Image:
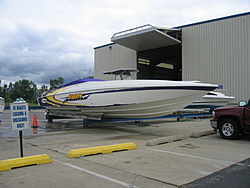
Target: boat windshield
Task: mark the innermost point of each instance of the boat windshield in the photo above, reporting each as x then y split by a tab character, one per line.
80	81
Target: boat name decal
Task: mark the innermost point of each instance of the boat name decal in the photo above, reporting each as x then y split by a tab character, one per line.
76	97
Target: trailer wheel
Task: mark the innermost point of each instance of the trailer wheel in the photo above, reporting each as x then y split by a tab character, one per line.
229	129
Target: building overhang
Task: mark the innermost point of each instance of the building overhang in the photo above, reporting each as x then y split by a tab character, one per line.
147	37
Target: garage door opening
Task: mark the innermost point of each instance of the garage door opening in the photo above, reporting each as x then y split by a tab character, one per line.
158	51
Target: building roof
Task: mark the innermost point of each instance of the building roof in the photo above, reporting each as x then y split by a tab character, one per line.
213	20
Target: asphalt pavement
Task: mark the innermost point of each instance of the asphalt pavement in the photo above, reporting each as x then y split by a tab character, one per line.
206	161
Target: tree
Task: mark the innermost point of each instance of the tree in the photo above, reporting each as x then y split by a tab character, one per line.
56	82
25	89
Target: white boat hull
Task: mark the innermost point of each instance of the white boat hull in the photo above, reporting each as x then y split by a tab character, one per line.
212	100
124	99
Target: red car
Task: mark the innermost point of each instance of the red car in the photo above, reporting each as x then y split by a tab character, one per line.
232	120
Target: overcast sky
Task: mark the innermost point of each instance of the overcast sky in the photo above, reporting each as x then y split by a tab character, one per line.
45	39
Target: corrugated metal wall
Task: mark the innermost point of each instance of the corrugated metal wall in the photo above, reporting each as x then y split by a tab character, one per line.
111	57
219	52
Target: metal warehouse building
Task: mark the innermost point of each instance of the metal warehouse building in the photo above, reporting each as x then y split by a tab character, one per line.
214	51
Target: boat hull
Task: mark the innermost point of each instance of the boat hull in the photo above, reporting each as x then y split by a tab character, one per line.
212	100
124	99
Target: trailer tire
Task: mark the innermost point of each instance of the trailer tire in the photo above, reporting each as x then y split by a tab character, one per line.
229	129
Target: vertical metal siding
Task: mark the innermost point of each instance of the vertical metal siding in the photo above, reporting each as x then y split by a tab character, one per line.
111	57
218	52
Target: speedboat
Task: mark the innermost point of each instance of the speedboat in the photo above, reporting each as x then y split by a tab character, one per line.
99	99
2	105
211	101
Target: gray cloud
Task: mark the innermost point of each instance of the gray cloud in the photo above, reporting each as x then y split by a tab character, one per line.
42	40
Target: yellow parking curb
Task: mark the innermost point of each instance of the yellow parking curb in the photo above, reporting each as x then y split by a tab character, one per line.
24	161
101	149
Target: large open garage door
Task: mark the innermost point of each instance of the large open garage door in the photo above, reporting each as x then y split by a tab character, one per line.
158	51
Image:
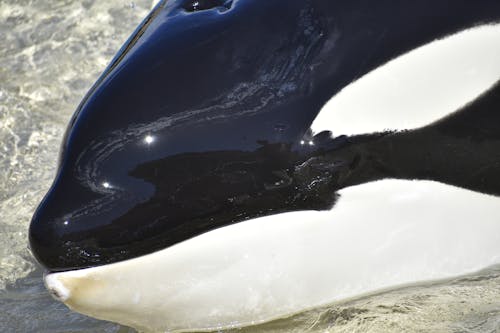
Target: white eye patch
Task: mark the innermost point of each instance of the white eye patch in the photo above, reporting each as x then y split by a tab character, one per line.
417	88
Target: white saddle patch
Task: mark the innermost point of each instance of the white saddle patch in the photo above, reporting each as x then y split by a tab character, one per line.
417	88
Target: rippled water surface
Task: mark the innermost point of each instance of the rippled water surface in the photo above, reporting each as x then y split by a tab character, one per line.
51	51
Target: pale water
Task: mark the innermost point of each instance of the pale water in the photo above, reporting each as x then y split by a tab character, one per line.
51	51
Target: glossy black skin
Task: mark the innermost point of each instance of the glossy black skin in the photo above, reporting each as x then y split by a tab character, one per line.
227	90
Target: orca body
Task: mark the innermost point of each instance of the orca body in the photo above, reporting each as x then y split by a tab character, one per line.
197	157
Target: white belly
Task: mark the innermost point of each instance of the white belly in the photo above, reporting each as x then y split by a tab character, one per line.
378	235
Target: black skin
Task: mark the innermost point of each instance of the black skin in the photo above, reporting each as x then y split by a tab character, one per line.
226	91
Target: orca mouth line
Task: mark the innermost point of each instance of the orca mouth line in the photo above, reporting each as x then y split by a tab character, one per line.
201	122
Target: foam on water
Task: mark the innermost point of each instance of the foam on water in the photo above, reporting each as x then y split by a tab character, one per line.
51	52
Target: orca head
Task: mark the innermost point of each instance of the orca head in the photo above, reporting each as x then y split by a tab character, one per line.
194	125
203	120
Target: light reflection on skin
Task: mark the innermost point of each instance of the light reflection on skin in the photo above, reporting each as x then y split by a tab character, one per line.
149	139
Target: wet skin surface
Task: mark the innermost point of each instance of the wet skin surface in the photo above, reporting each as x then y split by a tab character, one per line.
202	120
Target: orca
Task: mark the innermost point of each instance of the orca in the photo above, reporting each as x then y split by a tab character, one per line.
207	182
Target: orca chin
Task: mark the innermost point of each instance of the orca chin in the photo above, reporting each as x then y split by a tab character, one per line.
193	193
276	266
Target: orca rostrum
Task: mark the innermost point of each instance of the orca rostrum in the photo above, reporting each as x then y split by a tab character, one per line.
205	183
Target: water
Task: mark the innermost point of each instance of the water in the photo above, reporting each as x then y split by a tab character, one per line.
51	51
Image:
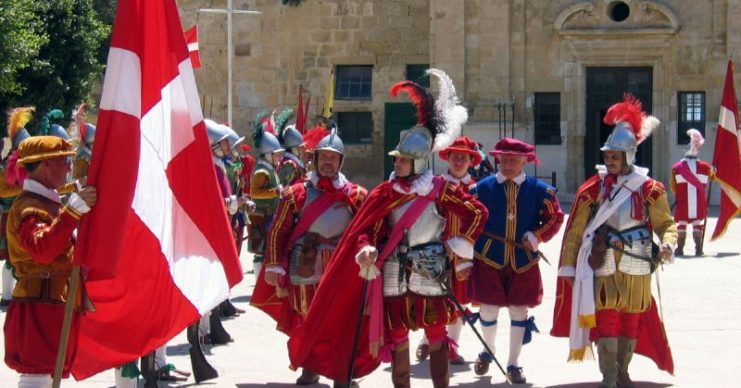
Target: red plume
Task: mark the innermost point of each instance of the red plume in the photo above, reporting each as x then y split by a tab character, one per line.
313	136
422	100
630	111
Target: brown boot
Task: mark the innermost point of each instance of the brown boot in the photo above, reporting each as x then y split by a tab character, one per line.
307	378
681	237
607	351
439	365
400	368
423	351
697	236
626	346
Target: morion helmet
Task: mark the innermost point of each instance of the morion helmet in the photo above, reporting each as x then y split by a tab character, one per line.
632	127
439	121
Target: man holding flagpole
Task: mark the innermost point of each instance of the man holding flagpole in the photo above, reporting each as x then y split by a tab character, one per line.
40	244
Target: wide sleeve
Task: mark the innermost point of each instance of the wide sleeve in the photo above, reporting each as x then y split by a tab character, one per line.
469	214
46	238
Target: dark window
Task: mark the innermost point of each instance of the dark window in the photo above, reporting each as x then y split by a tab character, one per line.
547	117
691	114
354	82
355	127
416	73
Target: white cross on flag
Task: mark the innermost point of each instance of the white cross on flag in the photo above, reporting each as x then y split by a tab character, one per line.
191	37
157	246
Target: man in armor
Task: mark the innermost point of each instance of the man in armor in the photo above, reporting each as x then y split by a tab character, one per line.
690	177
461	156
309	221
607	258
523	213
264	189
401	241
40	243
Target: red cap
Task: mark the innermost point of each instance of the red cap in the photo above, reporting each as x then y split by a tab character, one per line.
509	146
466	145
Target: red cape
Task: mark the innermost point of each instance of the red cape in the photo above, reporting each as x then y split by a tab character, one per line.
323	342
652	341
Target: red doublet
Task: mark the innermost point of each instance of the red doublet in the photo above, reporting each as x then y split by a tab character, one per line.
289	310
323	343
690	193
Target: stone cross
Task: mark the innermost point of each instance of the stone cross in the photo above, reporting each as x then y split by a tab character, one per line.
229	50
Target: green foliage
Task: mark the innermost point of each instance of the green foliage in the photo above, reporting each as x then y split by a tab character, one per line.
62	74
21	36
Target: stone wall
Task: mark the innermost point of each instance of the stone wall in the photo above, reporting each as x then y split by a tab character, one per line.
496	51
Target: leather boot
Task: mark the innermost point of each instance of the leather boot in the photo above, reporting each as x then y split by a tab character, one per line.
439	365
607	348
400	368
697	236
626	346
307	378
681	237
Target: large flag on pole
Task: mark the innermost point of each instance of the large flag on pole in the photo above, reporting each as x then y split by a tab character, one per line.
157	245
329	99
191	38
727	157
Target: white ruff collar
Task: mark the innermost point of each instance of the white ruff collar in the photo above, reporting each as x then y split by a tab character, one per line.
37	188
466	179
518	179
422	185
338	182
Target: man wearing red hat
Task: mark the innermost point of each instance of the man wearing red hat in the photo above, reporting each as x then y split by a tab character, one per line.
688	182
523	212
40	244
461	156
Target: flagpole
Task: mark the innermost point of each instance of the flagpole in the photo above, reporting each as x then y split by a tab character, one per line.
66	326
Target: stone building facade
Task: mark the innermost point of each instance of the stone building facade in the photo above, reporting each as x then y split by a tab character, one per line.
543	71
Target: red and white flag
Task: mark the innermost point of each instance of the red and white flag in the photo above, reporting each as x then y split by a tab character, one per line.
727	157
157	247
191	38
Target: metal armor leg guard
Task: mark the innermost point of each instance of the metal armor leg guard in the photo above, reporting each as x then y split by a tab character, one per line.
681	238
149	371
202	370
219	335
400	367
626	346
439	365
697	235
607	353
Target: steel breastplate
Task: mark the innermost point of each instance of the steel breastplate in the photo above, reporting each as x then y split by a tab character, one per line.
426	266
427	228
333	221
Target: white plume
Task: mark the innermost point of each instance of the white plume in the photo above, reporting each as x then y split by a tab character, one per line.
648	124
451	114
696	141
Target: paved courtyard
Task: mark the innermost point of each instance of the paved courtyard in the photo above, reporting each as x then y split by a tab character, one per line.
700	304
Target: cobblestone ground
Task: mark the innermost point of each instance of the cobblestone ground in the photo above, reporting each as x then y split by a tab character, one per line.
700	305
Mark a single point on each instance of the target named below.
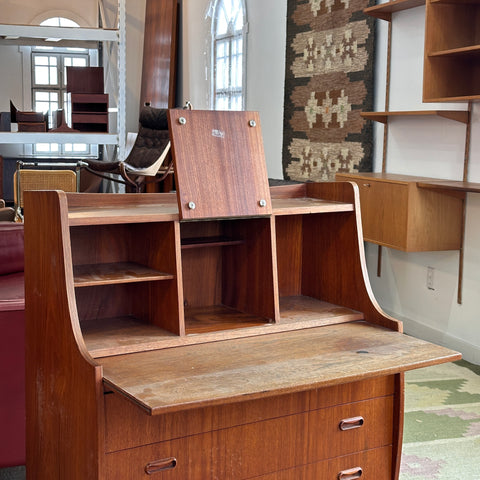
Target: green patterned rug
(442, 423)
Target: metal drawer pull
(351, 423)
(160, 465)
(351, 474)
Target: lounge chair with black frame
(149, 159)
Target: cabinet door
(384, 207)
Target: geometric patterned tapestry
(328, 82)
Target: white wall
(429, 147)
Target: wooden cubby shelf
(263, 332)
(107, 336)
(112, 273)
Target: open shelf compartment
(227, 271)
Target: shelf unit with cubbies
(166, 330)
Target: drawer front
(350, 428)
(283, 443)
(384, 209)
(263, 447)
(192, 458)
(127, 426)
(370, 465)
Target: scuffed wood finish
(129, 427)
(298, 206)
(111, 273)
(228, 177)
(228, 371)
(374, 464)
(159, 54)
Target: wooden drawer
(398, 214)
(369, 465)
(262, 447)
(128, 426)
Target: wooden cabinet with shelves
(452, 51)
(214, 347)
(397, 213)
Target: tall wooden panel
(159, 53)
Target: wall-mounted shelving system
(37, 35)
(451, 73)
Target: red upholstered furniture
(12, 346)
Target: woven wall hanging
(328, 82)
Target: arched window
(49, 84)
(229, 29)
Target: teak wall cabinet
(229, 347)
(397, 213)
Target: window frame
(51, 149)
(229, 38)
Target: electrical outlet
(430, 276)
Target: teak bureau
(226, 332)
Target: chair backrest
(25, 179)
(153, 139)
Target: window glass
(49, 82)
(228, 33)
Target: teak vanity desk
(233, 335)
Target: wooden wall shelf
(451, 185)
(384, 11)
(451, 51)
(382, 117)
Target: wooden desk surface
(244, 369)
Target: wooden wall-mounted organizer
(214, 341)
(450, 73)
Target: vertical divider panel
(155, 245)
(179, 277)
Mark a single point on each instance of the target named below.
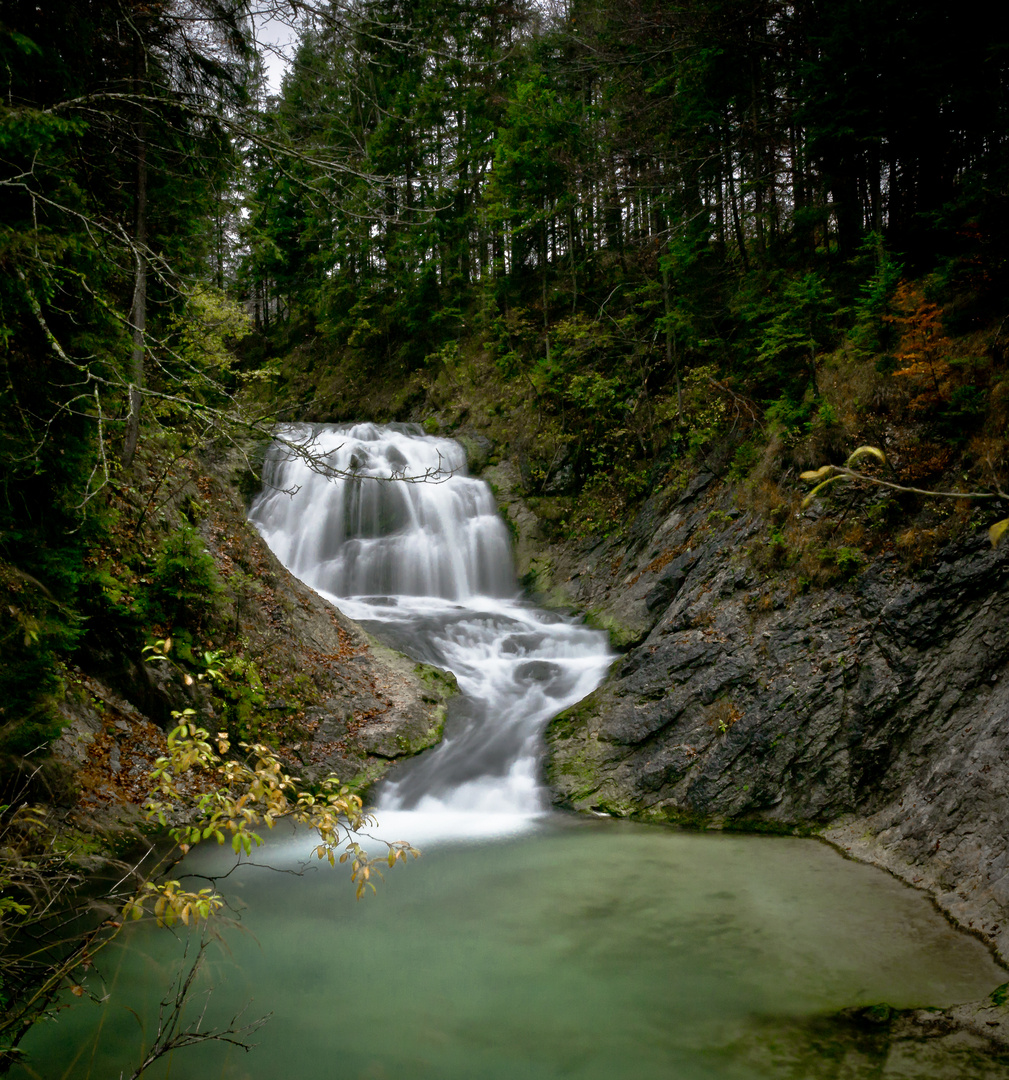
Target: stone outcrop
(875, 714)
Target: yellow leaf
(997, 531)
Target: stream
(526, 943)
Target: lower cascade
(395, 534)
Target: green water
(588, 950)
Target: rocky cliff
(874, 713)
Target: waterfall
(401, 539)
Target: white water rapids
(408, 544)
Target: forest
(633, 238)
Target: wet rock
(876, 713)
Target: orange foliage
(923, 352)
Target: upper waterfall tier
(401, 517)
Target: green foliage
(873, 329)
(798, 328)
(185, 588)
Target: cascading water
(587, 950)
(400, 538)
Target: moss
(539, 577)
(620, 637)
(441, 682)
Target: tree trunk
(138, 310)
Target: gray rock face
(876, 713)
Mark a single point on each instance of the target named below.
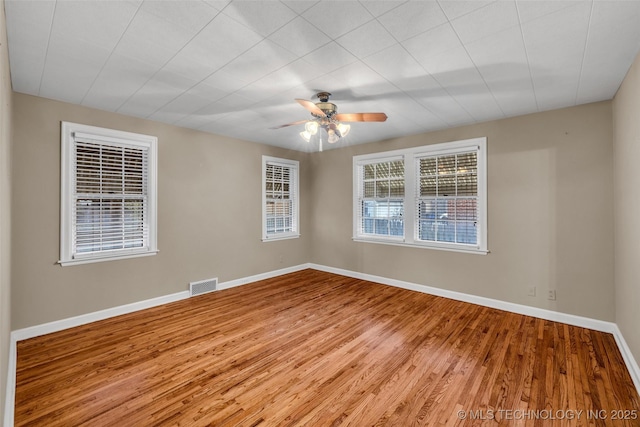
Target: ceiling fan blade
(311, 107)
(334, 128)
(299, 122)
(361, 117)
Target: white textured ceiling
(234, 67)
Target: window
(381, 198)
(432, 196)
(279, 199)
(108, 206)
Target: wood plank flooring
(317, 349)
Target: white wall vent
(203, 286)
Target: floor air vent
(203, 286)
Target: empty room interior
(319, 213)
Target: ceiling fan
(325, 116)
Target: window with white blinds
(432, 196)
(108, 194)
(381, 198)
(280, 210)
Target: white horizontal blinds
(447, 198)
(280, 199)
(110, 196)
(381, 198)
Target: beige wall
(626, 114)
(550, 214)
(5, 208)
(209, 216)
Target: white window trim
(410, 155)
(68, 130)
(295, 166)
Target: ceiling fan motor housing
(329, 108)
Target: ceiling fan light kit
(325, 116)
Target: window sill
(283, 237)
(401, 242)
(90, 260)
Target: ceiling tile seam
(464, 14)
(584, 54)
(237, 90)
(300, 14)
(474, 64)
(526, 54)
(169, 60)
(443, 119)
(436, 80)
(46, 55)
(263, 38)
(249, 84)
(249, 28)
(400, 3)
(112, 51)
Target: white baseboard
(60, 325)
(584, 322)
(629, 360)
(9, 402)
(570, 319)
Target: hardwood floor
(318, 349)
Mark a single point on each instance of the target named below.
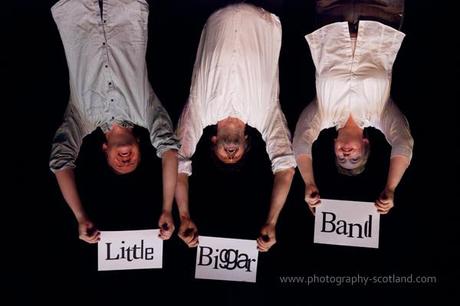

***

--- INSTRUCTIONS TO FOLLOW ---
Select every line in the entries above that contains the word "windshield", and reproduce each such line in full. The match is case-sensitive.

--- RESULT FOR THIS EXERCISE ---
Target: boat windshield
Task: mark the innermost point of each instance of the boat windshield in the photo above, reporting each as x then y split by a tab character, one per line.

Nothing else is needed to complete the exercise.